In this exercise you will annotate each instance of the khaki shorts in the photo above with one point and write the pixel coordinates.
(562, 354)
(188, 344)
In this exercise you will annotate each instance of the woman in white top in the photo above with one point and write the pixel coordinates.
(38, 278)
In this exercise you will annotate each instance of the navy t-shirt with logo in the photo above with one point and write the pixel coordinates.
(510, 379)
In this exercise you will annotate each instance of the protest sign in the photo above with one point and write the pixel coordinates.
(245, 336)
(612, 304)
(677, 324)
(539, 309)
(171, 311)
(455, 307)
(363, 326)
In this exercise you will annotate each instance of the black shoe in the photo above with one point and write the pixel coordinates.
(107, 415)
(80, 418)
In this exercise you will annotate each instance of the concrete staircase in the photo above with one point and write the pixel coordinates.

══════════════════════════════

Direction —
Rescale the records above by rewriting every line, requests included, with each pixel coordinate in the answers multiplied by 1.6 and rounded to the nearest whole number, halves rounded up.

Finished task —
In this exercise you will annotate each instance of the khaki shorts in the photo above with one point and write the pixel coordinates.
(899, 566)
(301, 550)
In this exercise you will annotate each instance of the woman in white top in the photo above with one point and write the pixel coordinates.
(61, 445)
In this exercise you will annotate each instance of the navy t-shirt with logo in the photo above with one point and write the pixel coordinates.
(816, 606)
In this exercise you will annotate each instance of the protest sign in the photo above with one point and write the pixel coordinates.
(392, 538)
(979, 486)
(1083, 518)
(862, 494)
(274, 498)
(728, 491)
(581, 522)
In this exercise you will annotate each instance of the black shoe in the photo above with one point and write the pixel coordinates.
(171, 664)
(128, 669)
In this exercise you will annotate each instance of the concrete staircase in the photo above with one point and write the pixel coordinates.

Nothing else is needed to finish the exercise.